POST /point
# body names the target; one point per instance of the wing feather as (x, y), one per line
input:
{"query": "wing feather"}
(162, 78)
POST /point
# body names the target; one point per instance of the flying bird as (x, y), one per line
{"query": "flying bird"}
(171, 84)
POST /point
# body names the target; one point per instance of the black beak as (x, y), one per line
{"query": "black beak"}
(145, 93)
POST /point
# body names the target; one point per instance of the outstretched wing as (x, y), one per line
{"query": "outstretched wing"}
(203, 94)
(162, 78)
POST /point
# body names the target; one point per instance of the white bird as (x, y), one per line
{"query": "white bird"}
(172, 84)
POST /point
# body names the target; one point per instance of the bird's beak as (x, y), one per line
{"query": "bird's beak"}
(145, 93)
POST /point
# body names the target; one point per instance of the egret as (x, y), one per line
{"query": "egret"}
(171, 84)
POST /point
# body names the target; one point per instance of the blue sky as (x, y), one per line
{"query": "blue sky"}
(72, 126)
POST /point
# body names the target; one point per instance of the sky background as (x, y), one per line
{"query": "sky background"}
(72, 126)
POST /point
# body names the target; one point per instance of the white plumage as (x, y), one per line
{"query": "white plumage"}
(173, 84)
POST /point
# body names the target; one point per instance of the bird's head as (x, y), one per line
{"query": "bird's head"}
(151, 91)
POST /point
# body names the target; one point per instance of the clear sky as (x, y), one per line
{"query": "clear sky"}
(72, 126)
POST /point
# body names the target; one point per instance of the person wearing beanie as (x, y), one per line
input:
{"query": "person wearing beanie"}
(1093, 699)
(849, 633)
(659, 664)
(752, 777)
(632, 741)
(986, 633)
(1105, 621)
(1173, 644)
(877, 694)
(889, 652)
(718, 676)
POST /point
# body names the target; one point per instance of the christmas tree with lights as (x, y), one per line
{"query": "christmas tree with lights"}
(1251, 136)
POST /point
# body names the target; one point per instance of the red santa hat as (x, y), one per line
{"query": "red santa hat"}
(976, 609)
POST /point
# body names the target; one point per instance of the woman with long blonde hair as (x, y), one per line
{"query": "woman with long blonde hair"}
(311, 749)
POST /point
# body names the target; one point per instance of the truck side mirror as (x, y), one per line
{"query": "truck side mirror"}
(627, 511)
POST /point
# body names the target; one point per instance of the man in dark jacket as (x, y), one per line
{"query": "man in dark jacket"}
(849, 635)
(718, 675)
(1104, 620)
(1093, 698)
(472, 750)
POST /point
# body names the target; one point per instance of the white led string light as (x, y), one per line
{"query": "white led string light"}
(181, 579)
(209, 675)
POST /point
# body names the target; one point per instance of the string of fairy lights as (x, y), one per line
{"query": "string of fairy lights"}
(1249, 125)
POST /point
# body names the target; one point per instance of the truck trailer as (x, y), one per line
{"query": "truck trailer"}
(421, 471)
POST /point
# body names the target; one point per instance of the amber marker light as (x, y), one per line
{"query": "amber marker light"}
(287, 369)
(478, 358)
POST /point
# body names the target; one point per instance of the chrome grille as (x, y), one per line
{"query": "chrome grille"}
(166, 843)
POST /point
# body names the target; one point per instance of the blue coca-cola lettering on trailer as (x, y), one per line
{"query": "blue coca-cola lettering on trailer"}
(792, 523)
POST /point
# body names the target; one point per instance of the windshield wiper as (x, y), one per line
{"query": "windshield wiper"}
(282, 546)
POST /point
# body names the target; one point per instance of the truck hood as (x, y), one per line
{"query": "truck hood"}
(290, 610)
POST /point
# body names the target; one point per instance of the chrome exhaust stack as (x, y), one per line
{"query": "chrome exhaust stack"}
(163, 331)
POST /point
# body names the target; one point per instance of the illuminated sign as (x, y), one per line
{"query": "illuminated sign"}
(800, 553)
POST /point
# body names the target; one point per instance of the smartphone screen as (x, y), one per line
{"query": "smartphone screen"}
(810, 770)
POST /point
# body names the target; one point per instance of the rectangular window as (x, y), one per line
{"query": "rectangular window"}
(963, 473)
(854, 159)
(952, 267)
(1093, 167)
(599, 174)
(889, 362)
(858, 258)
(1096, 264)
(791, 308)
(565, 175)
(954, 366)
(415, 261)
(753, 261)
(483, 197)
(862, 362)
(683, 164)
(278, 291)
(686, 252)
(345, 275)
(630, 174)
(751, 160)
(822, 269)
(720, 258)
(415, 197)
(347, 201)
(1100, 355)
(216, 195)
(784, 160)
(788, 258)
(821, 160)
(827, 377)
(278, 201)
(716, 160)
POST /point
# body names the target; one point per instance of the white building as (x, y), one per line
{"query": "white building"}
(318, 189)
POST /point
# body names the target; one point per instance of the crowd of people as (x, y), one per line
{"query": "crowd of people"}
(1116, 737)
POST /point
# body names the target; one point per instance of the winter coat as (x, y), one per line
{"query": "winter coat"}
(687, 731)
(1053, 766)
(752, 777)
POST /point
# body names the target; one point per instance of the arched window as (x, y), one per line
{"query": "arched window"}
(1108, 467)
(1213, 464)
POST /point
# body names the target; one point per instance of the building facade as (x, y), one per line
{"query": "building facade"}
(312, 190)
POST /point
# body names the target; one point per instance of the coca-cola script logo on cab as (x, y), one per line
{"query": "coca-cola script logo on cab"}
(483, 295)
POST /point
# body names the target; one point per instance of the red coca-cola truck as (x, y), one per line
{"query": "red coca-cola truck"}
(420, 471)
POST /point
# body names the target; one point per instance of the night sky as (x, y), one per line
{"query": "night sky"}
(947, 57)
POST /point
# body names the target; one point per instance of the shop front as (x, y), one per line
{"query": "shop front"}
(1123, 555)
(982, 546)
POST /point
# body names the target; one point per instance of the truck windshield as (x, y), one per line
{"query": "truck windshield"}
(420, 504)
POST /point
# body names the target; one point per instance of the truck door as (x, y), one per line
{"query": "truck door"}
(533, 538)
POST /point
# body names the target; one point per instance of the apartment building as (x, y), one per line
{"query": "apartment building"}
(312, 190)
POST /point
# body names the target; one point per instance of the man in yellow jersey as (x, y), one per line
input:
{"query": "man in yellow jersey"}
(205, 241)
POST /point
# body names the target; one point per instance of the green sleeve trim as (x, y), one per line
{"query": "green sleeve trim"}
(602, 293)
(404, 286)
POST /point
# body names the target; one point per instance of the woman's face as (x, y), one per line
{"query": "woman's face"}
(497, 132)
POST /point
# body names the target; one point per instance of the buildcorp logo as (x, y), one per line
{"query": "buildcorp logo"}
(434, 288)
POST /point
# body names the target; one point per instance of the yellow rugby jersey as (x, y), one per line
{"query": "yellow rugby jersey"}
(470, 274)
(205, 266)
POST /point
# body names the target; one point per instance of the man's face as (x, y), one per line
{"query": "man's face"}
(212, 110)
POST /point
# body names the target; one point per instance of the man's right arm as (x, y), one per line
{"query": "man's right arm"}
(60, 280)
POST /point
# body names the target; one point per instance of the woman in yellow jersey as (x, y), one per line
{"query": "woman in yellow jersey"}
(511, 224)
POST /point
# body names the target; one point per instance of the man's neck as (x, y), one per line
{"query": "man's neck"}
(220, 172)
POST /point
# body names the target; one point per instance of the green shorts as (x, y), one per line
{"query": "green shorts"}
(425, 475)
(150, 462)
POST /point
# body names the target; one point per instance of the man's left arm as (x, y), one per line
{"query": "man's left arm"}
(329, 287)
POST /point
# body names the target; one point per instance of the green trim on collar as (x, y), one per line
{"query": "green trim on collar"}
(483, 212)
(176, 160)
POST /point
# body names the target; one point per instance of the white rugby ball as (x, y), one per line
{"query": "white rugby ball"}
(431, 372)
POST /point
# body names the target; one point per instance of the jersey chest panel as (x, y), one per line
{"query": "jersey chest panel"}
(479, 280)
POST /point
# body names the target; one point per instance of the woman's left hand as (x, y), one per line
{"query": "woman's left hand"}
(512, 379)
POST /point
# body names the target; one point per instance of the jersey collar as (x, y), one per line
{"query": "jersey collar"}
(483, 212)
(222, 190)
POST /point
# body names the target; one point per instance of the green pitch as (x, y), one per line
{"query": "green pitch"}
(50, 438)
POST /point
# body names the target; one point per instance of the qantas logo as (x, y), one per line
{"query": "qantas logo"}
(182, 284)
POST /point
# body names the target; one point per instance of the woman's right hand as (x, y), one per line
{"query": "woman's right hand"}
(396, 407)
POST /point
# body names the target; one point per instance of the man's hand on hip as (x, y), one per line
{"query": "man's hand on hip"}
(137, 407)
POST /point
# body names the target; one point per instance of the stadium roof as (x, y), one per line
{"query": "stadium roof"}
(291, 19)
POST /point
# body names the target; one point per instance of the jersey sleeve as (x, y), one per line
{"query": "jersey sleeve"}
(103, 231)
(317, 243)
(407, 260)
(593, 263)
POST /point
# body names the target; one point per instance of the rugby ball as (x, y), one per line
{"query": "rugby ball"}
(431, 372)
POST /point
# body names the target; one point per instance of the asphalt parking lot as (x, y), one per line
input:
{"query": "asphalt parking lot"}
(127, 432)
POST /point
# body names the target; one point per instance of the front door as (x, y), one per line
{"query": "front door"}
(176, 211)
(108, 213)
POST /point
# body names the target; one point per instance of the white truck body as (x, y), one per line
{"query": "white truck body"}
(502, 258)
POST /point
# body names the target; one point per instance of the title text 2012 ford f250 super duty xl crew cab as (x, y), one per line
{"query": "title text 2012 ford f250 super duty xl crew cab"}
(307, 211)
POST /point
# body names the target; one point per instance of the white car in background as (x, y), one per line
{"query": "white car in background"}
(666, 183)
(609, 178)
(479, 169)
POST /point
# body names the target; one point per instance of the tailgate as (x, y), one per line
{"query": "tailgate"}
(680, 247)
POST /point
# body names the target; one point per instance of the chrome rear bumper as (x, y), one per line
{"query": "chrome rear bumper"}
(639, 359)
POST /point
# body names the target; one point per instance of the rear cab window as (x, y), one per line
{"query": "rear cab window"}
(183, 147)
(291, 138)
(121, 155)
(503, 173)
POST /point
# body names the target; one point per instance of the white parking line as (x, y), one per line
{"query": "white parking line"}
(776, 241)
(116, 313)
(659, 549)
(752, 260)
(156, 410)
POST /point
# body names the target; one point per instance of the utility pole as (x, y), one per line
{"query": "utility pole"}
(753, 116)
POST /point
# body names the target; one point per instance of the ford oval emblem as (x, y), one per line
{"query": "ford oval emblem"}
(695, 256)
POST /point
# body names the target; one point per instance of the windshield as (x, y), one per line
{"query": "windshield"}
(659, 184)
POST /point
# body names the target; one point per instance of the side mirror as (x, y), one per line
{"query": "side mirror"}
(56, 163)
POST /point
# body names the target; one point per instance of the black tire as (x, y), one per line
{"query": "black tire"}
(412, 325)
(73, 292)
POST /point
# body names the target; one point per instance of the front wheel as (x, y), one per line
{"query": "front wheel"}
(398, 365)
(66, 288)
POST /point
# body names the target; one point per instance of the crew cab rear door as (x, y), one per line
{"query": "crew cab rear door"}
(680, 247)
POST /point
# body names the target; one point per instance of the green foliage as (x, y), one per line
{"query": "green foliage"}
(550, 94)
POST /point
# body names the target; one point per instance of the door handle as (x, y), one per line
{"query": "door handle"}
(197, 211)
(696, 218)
# # # # # # #
**PROBLEM DETAILS**
Pick out every line in the material above that contains the word "jacket" and copy each one out.

**RESULT**
# body names the target; one point per instance of the man in dark jacket as (x, y), one per line
{"query": "man in dark jacket"}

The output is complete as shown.